WHAT THE EXERCISE ASKS
Copy the lines below word for word, keeping every one in its original order.

RECORD LIST
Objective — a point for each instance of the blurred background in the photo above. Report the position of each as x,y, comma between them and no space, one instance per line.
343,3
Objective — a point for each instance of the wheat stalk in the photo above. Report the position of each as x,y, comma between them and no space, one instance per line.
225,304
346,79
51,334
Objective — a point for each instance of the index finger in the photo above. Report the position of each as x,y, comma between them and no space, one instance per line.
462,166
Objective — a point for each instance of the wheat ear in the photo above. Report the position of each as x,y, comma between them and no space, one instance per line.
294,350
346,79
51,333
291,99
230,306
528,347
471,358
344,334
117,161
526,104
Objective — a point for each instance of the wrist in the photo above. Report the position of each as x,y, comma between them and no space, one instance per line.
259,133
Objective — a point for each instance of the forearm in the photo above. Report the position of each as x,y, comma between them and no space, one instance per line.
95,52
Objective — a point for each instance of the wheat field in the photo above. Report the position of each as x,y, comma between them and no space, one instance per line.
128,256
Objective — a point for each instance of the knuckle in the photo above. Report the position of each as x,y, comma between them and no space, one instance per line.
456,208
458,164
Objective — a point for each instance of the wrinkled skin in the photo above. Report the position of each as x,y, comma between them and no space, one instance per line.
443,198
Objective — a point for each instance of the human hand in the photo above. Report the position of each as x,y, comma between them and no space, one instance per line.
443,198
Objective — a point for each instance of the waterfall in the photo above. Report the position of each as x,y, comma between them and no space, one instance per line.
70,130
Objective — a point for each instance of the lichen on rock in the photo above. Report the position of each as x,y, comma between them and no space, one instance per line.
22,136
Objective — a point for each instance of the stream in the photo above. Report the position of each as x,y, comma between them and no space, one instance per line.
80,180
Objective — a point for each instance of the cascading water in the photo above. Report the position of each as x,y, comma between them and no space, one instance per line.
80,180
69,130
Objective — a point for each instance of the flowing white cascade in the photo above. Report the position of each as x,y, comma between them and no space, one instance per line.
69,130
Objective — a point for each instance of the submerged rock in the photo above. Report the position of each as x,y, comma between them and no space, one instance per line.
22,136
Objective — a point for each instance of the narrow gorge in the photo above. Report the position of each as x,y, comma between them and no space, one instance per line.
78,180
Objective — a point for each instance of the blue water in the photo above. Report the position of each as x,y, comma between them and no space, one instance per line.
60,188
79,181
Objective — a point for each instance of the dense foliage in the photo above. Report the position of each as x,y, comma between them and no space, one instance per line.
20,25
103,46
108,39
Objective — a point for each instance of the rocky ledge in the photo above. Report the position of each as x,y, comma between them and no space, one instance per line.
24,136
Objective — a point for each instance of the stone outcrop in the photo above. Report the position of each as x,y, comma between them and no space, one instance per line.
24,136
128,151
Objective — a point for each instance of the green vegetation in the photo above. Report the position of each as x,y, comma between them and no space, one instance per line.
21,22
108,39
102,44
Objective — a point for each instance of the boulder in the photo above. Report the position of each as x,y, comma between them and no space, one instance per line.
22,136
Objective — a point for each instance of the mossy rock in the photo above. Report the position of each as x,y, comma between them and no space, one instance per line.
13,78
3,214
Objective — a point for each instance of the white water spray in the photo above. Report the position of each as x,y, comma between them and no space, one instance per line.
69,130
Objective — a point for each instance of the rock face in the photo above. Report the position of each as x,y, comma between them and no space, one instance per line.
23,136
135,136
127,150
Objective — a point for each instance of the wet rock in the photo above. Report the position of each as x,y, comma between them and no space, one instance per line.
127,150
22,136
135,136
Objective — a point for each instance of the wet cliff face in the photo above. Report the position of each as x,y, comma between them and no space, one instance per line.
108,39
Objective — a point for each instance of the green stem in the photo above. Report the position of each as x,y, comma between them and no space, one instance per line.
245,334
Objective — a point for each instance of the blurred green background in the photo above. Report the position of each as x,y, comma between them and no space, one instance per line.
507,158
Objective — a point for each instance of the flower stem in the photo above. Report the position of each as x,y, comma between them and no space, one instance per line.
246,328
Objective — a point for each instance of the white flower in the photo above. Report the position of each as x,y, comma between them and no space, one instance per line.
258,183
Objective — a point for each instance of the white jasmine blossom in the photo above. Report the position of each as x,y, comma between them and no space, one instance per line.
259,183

TASK RESULT
Objective — a point for each instance of the blurred background in the photo above. Report the position of each as x,y, comma between them and no space, one instance per line.
343,3
Objective — a point for each instance of the wheat stalk in the photo above. Report the position of each as x,y, comma between them and no space, one instance per line.
225,304
346,79
51,334
Objective — a point for each instance of the index finger in the photo above. Report the position of each as x,y, comma between them and no space, one instance per line.
462,166
Objective — a point for each instance of the wheat ear in the photo above. Report the position of each as x,y, comma between them and no space, one instance per line.
294,350
346,79
51,333
291,99
230,306
528,347
471,358
344,334
117,161
526,104
Objective — a point for each instance of the wrist in the photo above. Report the position of each as x,y, comma between them and no space, one instance per line.
259,133
Objective — a point for each instance of the forearm in the photo above. Report the position of each as x,y, comma between them and no space, one instance per line.
95,52
Objective — a point for each instance of the wheat field in the photo above. Report the position of each as x,y, comma between them and no space, one instance per line.
128,256
Objective — a point for each instance of the knuckle in the photo above. Report the position of each as x,y, comma between them and no space, one instance per line.
456,208
458,164
Objective — a point for each instance of the wrinkled skin in the photo above. Report the position of each as x,y, comma between them and no space, one instance per line.
443,198
Objective — a point for each instance of the human hand in the photo above. Report the position of each as x,y, comma between them and no space, one instance per line.
443,198
Objective — a point for each instance of the waterfall in the photo above. Report the position of each as x,y, comma between them and no space, one instance per line.
70,130
Objective — a point for each instance of the lichen on rock in the photo above. Report the position of each as x,y, comma between them and no space, one instance per line.
22,136
Objective — a point for each instance of the stream in the photo above. Report the position of each as x,y, comma between them and no space, one instance per line.
80,180
Objective — a point for each instance of the cascading water in the photo above. Report the position of each as x,y, comma between them and no space, one instance per line.
80,180
69,130
Objective — a point for each instance of the flowing white cascade in the photo above. Report the position of each as x,y, comma between them and no space, one instance per line.
69,130
Objective — a point for each instance of the submerged rock in the photo above. Report the position of each as x,y, comma between them and no space, one instance per line.
22,136
Objective — a point for each instance of the narrow gorge in the photo above. Report the position of each as x,y, comma between them and no space, one instance per line.
78,180
Objective — a point for each instance of the blue water in the photo above. Report the position of each as x,y, comma between them and no space, one instance per line.
60,188
79,181
Objective — a point for each instance of the dense foliage in the photo above. Report the position of each as x,y, comma between them and no space, one instance per line.
20,25
103,46
108,39
Objective — a point for each instance of the rocky ledge in the photo above. Report the position of each as x,y, comma between them and no space, one instance per line.
24,136
Objective — a point for each instance of the stone outcrop in the photo above. Report the position of each as x,y, comma between them and no space, one instance per line.
24,136
128,151
Objective — a point for each instance of the green vegetation in the photo above. Report the position of each as x,y, comma between them and no space, one instance per line.
21,22
108,39
102,44
Objective — a point for each instance of the boulder in the photo above. Report the position of each as x,y, comma between them and no space, one instance per line.
22,136
Objective — a point for each instance of the mossy rock in the photo above. Report the position of each as x,y, comma between them and no space, one instance per line.
13,78
3,214
Objective — a point for each instance of the white water spray in the photo above. Report the position of each as x,y, comma between them and no space, one instance per line.
69,130
Objective — a point for each instance of the rock face in the photo above. Report the position of each as x,y, comma between them and no space, one instance per line.
23,136
135,136
127,150
Objective — a point for each instance of the wet rock in the photo above. Report the position of each as x,y, comma between them and no space, one instance per line.
127,150
22,136
135,136
Objective — a point for each instance of the wet cliff face in the photo above. Report the position of each as x,y, comma between them and no space, one instance per line.
108,39
Objective — a point for each instance of the green stem in the photo above. Report the position of each as x,y, comma between them and no space, one instance per line.
245,334
Objective — a point for each instance of the blurred green background in the photo above. Report the position of each as x,y, comma between them and no space, one instance per line.
507,158
Objective — a point for each instance of the flower stem in the photo above. Report the position of each as x,y, comma between them and no space, one instance per line.
246,328
Objective — a point for each instance of the white flower in the photo above. Report the position of each as x,y, comma between them and no space, one instance per line.
258,183
Objective — a point for each instance of the white jasmine blossom in the photo above. Report the position of each as x,y, comma between them and no space, one instance per line.
259,183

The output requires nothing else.